START EXERCISE INPUTS

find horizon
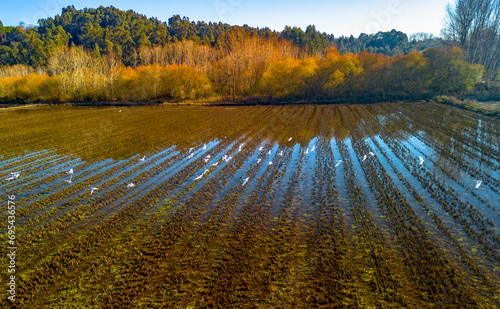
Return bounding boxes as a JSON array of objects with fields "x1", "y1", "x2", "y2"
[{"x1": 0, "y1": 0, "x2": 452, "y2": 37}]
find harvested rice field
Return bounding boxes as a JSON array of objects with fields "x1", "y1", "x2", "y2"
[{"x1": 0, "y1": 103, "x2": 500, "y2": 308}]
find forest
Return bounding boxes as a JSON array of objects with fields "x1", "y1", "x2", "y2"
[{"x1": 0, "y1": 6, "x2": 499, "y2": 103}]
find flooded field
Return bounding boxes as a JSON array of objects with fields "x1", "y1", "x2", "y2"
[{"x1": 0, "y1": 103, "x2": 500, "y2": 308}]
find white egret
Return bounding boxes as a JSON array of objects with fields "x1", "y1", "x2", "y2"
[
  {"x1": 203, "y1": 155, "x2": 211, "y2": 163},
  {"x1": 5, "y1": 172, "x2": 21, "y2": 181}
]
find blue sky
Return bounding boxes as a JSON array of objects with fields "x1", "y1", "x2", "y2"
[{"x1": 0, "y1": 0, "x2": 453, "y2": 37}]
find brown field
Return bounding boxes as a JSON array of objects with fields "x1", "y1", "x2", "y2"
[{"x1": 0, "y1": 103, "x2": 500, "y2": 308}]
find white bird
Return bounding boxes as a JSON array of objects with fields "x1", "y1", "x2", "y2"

END EXERCISE INPUTS

Extract every line in the records above that contains the word "find", copying each one without alteration.

find horizon
find harvested rice field
find forest
find flooded field
find white egret
find blue sky
find brown field
find white bird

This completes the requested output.